### PROBLEMS AND TASKS
A. Please copy the rehabilitation technology article again, starting at the words "The clinical and research teams are" and stopping after "risk of injury.", swapping "robotic exoskeleton" for "powered exoskeleton".
B. According to the rehabilitation technology article, how many completed robotic exoskeleton gait training sessions were reviewed?
C. Write a continuation of the rehabilitation technology article, beginning after its final sentence.

EXCERPT section start

Putting Tech to the Test

The clinical and research teams at Baylor Scott & White Institute for Rehabilitation (BSWIR) are committed to exploring emerging rehabilitation technologies and improving patient outcomes by integrating the most promising tools into regular practice.

Among the promising projects underway:

Stimulating individual recovery

Functional electrical stimulation cycle ergometry (FES-CE) programming uses an electrical current to stimulate peripheral neuromotor units of paralyzed muscles to perform a functional task. At the right dose, FES has been shown to activate and re-educate the neuromuscular system below the injury level in people with a chronic injury. There are no established clinical practice guidelines, so the BSWIR team is working to collect evidence on the optimal dose of FES-CE programming for individuals during inpatient treatment.This evolution engages patients earlier and builds on the time-tested benefits of functional electrical stimulation (FES) in people with chronic spinal cord injury (SCI).

“We know FES can improve cardiovascular conditioning and overall health outcomes in people with long-term SCI, but the benefits of this treatment in the early phases of recovery are unknown,” said research scientist Chad Swank, P.T., Ph.D. “We want to tap into the principles of neuroplasticity already at work in this stage of recovery and accelerate the trajectory of functional improvement during inpatient rehabilitation.”

Rehabilitation Therapy Manager Christina Fazio, P.T., ATP, added, “In 2020, patients with SCI who averaged nine sessions of FES-CE during their stay were observed to improve in daily function and have reduced pain.”

The clinical and research teams are continuing to examine FES-CE dosage parameters and its impact on patient outcomes. That data will help determine when and how to integrate this technology into the rehabilitation process for optimal recovery, creating a clinical practice model for use by programs nationwide.

Opening the “gait” to improved outcomes

For the last four years, the BSWIR clinical and research teams have been evaluating the most effective ways to incorporate robotic exoskeleton technology during inpatient rehabilitation for those with neurological injury-based mobility impairments. A review of 800 completed robotic exoskeleton gait training (RGT) sessions involving more than 200 patients suggest integrating an RGT program is not only feasible, but less physically burdensome on therapists and more engaging to patients and does not increase the risk of injury.

“Our team’s training and clinical knowledge allowed us to adopt RGT as a safe and beneficial experience for patients during inpatient and outpatient rehabilitation,” said BSWIR’s lead RGT therapist Molly Trammell, P.T., CBIS.

In 2020, the National Institute for Disability and Independent Living in Rehabilitation Research (NIDILRR) awarded the BSWIR research department a three-year grant to develop an SCI patient-centered RGT program and examine its impact on functional outcomes during inpatient rehabilitation.

 

“This project will allow us to build an evidence base around a ‘first of its kind’ program. We anticipate being able to link RGT session intensity with the functional outcomes achieved by SCI patients,” said principal investigator Dr. Chad Swank.

EXCERPT section end
DATA UNDER STUDY section start

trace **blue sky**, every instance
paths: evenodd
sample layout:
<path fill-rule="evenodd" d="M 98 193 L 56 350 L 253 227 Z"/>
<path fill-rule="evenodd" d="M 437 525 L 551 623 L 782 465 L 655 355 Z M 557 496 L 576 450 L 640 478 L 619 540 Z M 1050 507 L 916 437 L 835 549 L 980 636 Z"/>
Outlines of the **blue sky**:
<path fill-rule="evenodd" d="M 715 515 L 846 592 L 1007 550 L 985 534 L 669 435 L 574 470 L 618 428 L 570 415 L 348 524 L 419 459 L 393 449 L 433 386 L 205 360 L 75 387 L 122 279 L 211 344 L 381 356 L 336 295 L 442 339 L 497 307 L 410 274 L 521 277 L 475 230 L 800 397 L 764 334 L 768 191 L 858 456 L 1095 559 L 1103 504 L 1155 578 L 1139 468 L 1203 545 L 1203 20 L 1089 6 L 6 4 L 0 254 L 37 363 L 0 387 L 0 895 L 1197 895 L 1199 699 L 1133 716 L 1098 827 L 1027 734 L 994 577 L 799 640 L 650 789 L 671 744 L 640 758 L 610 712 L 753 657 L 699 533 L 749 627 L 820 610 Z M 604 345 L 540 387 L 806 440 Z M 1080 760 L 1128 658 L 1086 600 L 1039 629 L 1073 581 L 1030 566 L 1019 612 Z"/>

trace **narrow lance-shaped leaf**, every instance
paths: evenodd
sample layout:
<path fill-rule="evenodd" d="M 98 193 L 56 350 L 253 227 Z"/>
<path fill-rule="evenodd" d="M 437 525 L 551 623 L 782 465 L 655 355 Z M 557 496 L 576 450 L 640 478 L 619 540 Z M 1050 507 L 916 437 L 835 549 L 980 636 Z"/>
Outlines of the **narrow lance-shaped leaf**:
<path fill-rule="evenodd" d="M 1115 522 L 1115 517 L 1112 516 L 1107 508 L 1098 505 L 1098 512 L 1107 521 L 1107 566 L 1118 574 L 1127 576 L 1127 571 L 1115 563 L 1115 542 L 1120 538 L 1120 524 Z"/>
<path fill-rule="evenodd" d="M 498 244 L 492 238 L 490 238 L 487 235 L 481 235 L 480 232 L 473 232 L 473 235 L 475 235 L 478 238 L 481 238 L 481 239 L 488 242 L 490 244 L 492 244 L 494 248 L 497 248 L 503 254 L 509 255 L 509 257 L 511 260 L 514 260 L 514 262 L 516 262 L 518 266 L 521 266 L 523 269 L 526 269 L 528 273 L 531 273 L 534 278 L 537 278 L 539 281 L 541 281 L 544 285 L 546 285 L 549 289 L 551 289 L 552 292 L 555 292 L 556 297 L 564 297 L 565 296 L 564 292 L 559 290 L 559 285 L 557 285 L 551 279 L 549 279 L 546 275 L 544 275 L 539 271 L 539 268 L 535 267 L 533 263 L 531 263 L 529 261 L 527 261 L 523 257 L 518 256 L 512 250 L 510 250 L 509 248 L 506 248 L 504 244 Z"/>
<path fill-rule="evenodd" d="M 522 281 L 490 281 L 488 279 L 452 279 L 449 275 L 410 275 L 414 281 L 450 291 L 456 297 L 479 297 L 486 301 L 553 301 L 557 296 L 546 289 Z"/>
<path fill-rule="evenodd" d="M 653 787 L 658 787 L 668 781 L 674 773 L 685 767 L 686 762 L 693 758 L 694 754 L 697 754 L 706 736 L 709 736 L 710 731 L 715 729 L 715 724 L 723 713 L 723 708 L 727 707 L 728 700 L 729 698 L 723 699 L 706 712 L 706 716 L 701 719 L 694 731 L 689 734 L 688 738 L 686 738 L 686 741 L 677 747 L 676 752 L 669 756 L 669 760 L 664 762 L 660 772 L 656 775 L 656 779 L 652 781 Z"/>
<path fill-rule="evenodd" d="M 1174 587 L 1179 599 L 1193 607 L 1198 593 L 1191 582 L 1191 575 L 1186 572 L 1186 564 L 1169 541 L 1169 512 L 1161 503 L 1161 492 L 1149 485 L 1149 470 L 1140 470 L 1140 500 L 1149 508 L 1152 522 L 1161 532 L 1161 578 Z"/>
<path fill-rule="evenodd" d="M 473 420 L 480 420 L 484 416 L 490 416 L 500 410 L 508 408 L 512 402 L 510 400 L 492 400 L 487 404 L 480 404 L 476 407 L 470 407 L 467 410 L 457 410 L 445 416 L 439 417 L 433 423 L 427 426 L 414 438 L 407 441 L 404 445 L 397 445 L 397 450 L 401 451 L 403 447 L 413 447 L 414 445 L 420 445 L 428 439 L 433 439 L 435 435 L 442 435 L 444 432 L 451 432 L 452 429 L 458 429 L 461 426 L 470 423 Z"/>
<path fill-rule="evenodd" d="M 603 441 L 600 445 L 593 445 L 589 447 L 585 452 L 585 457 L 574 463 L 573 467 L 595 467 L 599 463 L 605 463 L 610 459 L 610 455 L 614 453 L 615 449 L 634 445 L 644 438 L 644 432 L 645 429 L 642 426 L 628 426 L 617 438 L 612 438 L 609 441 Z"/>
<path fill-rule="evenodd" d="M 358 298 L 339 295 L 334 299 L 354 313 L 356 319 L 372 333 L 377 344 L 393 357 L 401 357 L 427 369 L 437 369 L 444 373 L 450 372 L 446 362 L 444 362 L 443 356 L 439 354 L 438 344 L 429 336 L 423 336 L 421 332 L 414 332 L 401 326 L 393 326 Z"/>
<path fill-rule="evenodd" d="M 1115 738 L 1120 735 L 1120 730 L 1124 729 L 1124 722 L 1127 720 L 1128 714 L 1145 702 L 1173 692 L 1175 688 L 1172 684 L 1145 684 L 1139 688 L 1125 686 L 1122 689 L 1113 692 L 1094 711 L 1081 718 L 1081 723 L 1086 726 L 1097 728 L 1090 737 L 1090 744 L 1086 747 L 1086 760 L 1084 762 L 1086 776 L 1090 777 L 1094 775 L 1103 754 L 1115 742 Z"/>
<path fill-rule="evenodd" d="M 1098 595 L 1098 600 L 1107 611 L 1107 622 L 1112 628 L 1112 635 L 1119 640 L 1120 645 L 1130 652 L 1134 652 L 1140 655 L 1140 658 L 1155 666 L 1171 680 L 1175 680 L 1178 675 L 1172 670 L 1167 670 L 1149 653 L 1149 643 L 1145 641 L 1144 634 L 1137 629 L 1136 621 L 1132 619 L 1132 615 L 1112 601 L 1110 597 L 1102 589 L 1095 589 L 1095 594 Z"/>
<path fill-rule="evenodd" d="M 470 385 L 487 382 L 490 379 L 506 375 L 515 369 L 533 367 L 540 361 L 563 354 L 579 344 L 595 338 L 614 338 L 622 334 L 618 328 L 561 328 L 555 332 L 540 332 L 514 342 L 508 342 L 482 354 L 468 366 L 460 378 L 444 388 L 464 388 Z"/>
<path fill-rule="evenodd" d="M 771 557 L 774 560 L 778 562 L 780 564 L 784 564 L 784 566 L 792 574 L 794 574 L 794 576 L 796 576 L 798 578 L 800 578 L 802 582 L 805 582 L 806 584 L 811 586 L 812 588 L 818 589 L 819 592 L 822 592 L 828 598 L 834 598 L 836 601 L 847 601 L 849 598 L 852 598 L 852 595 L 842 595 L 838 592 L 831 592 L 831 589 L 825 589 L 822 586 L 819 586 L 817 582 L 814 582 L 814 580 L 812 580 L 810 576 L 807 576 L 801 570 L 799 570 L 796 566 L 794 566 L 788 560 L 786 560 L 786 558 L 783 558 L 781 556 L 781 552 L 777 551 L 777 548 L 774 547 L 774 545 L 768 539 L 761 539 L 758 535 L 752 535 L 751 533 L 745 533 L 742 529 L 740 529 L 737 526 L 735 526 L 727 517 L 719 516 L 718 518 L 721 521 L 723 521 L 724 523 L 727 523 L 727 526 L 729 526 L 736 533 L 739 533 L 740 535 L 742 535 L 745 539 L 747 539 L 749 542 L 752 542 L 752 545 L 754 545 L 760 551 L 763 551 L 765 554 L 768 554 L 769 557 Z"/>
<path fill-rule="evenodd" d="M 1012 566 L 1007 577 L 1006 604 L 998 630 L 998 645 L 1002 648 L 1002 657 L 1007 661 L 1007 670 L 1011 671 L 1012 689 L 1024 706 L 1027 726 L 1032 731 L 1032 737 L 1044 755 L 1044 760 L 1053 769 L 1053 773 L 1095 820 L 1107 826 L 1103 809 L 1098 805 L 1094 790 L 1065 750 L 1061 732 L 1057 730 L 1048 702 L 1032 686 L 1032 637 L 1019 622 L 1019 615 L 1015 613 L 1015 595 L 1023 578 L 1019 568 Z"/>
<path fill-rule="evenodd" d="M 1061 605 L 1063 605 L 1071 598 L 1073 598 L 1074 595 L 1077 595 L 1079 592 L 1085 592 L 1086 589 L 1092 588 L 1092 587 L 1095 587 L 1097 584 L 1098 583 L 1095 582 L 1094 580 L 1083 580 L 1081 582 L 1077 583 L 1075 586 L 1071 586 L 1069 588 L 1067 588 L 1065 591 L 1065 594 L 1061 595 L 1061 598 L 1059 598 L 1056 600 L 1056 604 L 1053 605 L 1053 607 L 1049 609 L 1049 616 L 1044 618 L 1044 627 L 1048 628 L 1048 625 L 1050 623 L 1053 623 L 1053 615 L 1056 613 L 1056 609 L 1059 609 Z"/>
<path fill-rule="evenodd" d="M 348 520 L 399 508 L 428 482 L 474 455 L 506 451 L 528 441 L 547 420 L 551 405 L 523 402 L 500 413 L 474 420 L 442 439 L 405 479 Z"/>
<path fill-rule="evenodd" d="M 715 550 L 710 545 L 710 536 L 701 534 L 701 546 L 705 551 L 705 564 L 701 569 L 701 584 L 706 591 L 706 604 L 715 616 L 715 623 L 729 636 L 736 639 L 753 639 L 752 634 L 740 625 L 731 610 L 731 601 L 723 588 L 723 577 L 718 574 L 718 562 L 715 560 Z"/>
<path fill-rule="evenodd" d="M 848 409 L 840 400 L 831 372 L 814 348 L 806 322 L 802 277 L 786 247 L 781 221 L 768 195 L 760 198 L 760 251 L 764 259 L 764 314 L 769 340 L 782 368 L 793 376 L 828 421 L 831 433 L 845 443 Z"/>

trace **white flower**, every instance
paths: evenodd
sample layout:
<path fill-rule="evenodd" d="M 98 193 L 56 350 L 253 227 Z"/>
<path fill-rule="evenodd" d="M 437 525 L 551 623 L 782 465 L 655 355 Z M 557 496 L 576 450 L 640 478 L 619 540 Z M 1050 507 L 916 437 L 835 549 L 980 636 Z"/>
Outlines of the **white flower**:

DATA UNDER STUDY section end

### ANSWERS FOR EACH ITEM
A.
The clinical and research teams are continuing to examine FES-CE dosage parameters and its impact on patient outcomes. That data will help determine when and how to integrate this technology into the rehabilitation process for optimal recovery, creating a clinical practice model for use by programs nationwide.

Opening the “gait” to improved outcomes

For the last four years, the BSWIR clinical and research teams have been evaluating the most effective ways to incorporate powered exoskeleton technology during inpatient rehabilitation for those with neurological injury-based mobility impairments. A review of 800 completed powered exoskeleton gait training (RGT) sessions involving more than 200 patients suggest integrating an RGT program is not only feasible, but less physically burdensome on therapists and more engaging to patients and does not increase the risk of injury.

B. 800 sessions, involving more than 200 patients.

C.
Initial data suggests this technology may offer better gait-training approaches compared to traditional methods, leading to increased flexibility and earlier mobility. RGT also addresses common clinical obstacles such as muscle tone, incontinence, and communication.

“The goal is to optimize inpatient rehabilitation time and improve patient outcomes. Based on our initial findings, we believe RGT is helping us do so,” said Dr. Seema Sikka, director of spinal cord injury research and quality.

“Xciting” approach to muscle activation 

While many studies are conducted at BSWIR’s Dallas research hub, all of our rehabilitation hospitals and many outpatient centers are actively involved in a variety of technology projects in an effort to advance patient care. At our Frisco hospital, the use of Functional Electrical Stimulation (FES) systems is moving into a new realm. FES systems are typically two-channel units that use electrical currents to produce a single muscle contraction in a location that may inefficiently contract on its own, allowing patients to work on a myriad of functional tasks, such as neuro-muscular re-education, relaxation of muscle tightness, prevention of disuse atrophy and maintaining or increasing range of motion.


 

The Frisco clinical team is now using Xcite, a 12-channel battery-powered cyclical stimulator, which allows simultaneous proximal and distal muscle group activation. This increases the number of muscle groups firing at once, improving functional activity effectiveness. Task-specific, pre-programmed motor patterns improve outcomes in stroke, spinal cord injury and neurological condition patients. The settings also provide proper sequencing of basic motor skills like forward reach, grasp and release, sit to stand, postural correction and daily living activities such as grooming, feeding and brushing teeth. Integration of more complex actions, such as handwriting, toe tapping and lateral stepping, are also possible.

“There has been limited research regarding this type of FES in stroke patients during early rehabilitation,” notes Caitlin Boyd, OTR/L. “However, the research team plans to initiate a study this year to help determine whether the use of multi-channel FES, along with task-specific training, will improve upper extremity function in unilateral stroke patients with hemiplegia versus traditional rehabilitation.”